▸ **Bereitgestellter Auszug**:
....

Auf europäischer Ebene regelt seit fast 30 Jahren die Verpackungsrichtlinie 94/62/EG das Inverkehrbringen, die Rücknahme und die Verwertung von Verpackungen in der Europäischen Union. Die neue EU-VerpackungsVO ist Teil des neuen EU-Aktionsplans für die Kreislaufwirtschaft, und dieser ist Bestandteil des European Green Deals, mit dem die Wachstumsstrategie für eine ressourceneffiziente und saubere Wirtschaft gefordert werden soll.
Die Umsetzung als Verordnung, anstatt wie bisher als Richtlinie, soll mehr Verbindlichkeit für die Mitgliedstaaten und deren Wirtschaftsteilnehmerbringen. Mehr Einheitlichkeit in der EU im Gegensatz zu teils sehr unterschiedlichen Regelungen soll durch eine europaweite Harmonisierung erreicht werden. Dies soll zu effizienteren Abläufen im Binnenmarkt für verpackte Güter und zu transparenten Rahmenbedingungen für alle Betroffenen fuhren. Ob diese Ziele erreicht werden, bleibt allerdings abzuwarten, da die Verordnung den Mitgliedstaaten leider viel Spielraum bei der nationalen Ausgestaltung bzw. Anwendung mancher Vorgaben lässt.
Ziel der neuen Vorschriften ist es, entsprechend der Abfallhierarchie das Aufkommen von Verpackungsabfällen zu reduzieren. Die Regelungen zu z.B. wiederverwendbaren Verpackungen, zum Verbot unnötiger Verpackungen oder zur recyclingfähigen Gestaltung von Verpackungen sollen zur Unabhängigkeit von Primärrohstoffen und zur Klimaneutralität der Verpackungsbranche bis 2050 beitragen.

....

▸ **Übungsaufgabe A**: Entnimm dem Auszug zur EU-Verpackungsverordnung wortgetreu den Abschnitt, der mit "Auf europäischer Ebene" beginnt und mit "gefordert werden soll." endet.
Der Auszug und die Zeilen haben inhaltlich nichts miteinander zu tun.

▸ **Gegebene Zeilen**:
....

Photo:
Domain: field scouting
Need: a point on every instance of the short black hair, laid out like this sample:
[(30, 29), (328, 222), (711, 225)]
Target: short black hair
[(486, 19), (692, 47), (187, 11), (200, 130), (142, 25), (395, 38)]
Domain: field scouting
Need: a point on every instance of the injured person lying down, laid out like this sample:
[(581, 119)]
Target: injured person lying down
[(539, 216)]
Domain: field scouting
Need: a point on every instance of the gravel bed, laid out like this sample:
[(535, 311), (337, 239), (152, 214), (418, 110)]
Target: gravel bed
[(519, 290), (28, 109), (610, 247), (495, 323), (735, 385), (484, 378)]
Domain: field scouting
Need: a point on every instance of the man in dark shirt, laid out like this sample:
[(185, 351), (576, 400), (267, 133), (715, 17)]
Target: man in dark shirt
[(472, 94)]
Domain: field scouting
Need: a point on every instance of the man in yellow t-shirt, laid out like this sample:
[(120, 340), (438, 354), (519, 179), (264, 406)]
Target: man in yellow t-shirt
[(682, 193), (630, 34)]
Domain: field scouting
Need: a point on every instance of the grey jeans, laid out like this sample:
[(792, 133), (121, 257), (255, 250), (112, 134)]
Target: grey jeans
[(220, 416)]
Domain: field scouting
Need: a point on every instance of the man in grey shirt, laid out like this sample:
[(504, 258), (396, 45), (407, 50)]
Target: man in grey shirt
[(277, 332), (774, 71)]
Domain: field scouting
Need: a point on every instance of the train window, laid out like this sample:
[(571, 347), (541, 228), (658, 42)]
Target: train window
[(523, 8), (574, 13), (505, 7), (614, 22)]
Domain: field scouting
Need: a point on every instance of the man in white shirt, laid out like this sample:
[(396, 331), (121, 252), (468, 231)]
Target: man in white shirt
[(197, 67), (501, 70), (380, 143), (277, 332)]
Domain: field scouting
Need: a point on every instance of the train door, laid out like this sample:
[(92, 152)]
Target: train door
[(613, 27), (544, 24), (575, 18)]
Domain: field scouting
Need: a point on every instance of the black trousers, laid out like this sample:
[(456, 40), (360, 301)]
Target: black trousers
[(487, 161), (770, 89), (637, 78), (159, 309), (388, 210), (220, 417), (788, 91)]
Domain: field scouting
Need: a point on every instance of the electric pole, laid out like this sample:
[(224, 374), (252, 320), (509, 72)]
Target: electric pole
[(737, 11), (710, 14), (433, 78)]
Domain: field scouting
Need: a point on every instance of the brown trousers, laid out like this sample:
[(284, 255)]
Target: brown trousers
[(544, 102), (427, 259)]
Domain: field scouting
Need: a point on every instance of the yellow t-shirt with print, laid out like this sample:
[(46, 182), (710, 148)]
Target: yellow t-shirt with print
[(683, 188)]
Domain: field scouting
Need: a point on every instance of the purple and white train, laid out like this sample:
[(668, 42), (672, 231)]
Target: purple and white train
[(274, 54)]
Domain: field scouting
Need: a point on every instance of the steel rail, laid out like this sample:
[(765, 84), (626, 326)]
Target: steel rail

....

▸ **Übungsaufgabe B**: Kopiere aus den Zeilen wortgetreu nur den Bereich, der mit der ersten Zeile beginnt und mit der Zeile endet, die "[(539, 216)]" enthält; beide Grenzen gehören dazu.

▸ **Endergebnis A**:
Auf europäischer Ebene regelt seit fast 30 Jahren die Verpackungsrichtlinie 94/62/EG das Inverkehrbringen, die Rücknahme und die Verwertung von Verpackungen in der Europäischen Union. Die neue EU-VerpackungsVO ist Teil des neuen EU-Aktionsplans für die Kreislaufwirtschaft, und dieser ist Bestandteil des European Green Deals, mit dem die Wachstumsstrategie für eine ressourceneffiziente und saubere Wirtschaft gefordert werden soll.

▸ **Endergebnis B**:
Photo:
Domain: field scouting
Need: a point on every instance of the short black hair, laid out like this sample:
[(30, 29), (328, 222), (711, 225)]
Target: short black hair
[(486, 19), (692, 47), (187, 11), (200, 130), (142, 25), (395, 38)]
Domain: field scouting
Need: a point on every instance of the injured person lying down, laid out like this sample:
[(581, 119)]
Target: injured person lying down
[(539, 216)]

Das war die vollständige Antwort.